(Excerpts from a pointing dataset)
▶

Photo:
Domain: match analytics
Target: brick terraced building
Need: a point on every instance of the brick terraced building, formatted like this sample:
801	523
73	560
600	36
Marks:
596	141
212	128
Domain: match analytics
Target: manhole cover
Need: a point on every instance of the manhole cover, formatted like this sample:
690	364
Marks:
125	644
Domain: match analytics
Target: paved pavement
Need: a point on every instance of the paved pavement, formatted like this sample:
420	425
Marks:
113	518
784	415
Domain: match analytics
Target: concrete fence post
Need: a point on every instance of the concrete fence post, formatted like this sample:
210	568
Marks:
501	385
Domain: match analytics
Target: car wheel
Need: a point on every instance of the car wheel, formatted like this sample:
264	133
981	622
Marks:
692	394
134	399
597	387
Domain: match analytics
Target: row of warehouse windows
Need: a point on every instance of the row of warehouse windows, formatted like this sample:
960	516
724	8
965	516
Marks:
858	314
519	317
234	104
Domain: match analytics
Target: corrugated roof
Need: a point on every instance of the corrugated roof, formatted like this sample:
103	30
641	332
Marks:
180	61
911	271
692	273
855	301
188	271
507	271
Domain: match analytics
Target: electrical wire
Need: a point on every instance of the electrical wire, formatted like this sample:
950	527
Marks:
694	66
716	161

◀
▶

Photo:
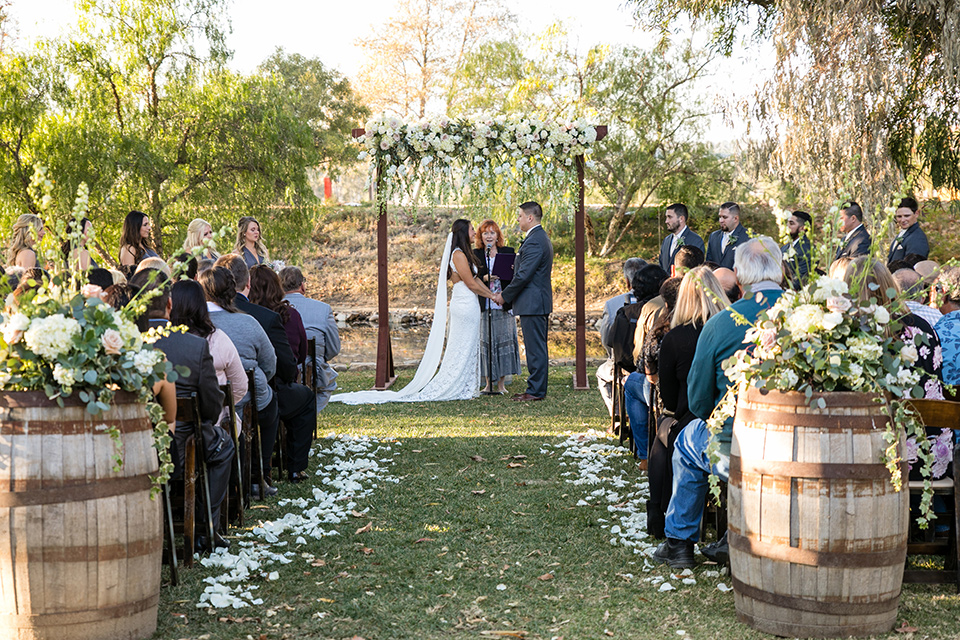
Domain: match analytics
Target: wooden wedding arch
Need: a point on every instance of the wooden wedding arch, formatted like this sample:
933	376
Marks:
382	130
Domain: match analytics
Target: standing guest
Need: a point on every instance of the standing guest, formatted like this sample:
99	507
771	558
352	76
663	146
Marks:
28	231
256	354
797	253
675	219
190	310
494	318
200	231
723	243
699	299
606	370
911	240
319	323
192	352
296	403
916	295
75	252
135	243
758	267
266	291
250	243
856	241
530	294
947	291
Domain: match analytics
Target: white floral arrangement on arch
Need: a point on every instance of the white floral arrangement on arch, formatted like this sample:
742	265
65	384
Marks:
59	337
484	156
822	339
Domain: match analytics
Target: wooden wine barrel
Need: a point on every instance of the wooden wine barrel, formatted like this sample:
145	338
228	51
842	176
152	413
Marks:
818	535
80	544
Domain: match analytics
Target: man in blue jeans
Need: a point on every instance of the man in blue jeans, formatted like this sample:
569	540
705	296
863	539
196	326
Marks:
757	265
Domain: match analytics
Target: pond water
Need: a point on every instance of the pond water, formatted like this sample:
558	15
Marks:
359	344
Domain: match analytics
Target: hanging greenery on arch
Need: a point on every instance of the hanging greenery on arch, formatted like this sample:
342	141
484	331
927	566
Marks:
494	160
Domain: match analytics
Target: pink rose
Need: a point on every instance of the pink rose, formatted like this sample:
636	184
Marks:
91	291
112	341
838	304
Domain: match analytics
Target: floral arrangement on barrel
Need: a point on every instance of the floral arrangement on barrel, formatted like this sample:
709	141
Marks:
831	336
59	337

◀

- _Task details_:
Report every line of the data above that contains the string "guest". Case matters.

- _Reply to the task_:
Target: standing guest
Need: a point on every instance of the standing guest, formatted like this sample:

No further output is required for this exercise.